- [Your task] Your answer should consist of the lines in the data below that contain "cover".

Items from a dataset

BEGIN

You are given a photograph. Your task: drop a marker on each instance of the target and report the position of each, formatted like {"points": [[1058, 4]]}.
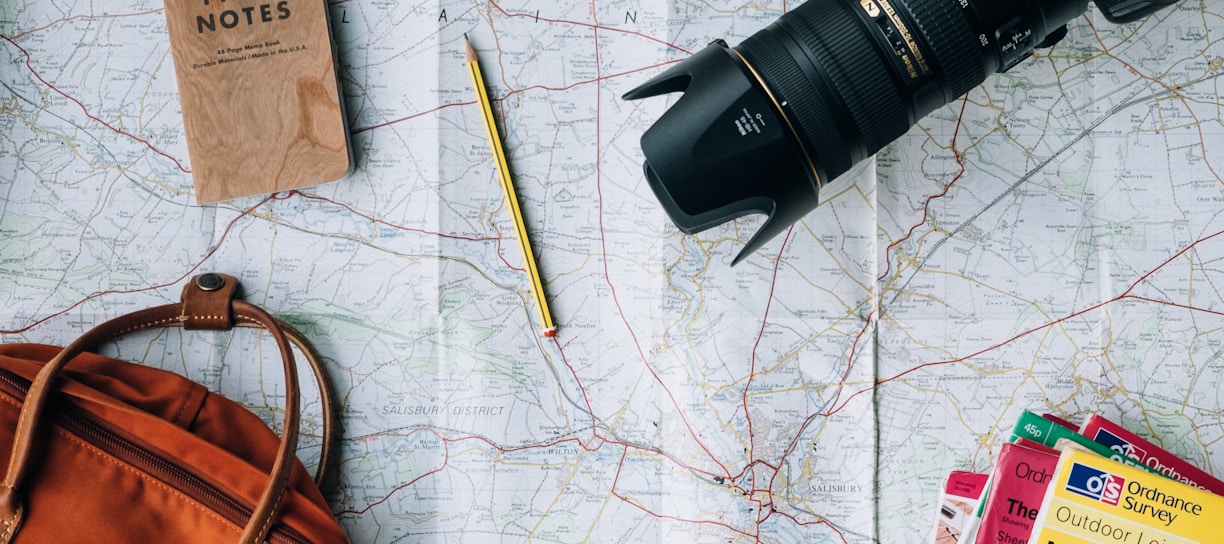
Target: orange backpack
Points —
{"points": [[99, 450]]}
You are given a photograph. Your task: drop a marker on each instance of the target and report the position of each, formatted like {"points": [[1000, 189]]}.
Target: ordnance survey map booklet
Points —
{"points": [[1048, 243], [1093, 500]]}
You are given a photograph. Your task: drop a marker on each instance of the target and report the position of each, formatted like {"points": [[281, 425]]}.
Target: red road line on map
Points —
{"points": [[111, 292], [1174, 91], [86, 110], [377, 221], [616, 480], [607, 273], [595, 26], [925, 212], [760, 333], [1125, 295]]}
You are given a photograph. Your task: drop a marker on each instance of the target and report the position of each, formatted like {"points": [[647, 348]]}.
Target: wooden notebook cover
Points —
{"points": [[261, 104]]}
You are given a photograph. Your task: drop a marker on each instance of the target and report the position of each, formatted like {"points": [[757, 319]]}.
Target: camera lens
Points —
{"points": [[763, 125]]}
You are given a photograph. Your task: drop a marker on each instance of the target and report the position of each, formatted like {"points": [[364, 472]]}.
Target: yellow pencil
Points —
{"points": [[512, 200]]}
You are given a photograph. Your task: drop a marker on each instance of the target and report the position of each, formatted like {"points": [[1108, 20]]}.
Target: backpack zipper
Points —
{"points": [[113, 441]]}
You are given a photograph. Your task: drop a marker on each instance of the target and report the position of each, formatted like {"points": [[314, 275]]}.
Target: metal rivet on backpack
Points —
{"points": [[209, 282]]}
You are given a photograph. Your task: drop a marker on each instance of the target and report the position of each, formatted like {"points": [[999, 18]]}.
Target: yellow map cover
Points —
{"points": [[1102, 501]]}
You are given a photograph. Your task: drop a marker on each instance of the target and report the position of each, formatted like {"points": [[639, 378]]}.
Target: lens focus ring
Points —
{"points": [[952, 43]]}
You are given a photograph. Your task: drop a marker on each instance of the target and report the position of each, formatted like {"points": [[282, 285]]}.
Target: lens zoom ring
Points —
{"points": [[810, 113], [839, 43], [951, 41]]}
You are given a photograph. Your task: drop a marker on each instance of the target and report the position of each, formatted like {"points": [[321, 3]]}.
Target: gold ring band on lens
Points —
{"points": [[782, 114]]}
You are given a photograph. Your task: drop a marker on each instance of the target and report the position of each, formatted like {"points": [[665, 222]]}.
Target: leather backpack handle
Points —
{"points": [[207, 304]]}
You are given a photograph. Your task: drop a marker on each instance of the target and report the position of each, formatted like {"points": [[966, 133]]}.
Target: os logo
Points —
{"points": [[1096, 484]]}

END

- [Solution to this task]
Target: wooden notebook cover
Target: yellow map cover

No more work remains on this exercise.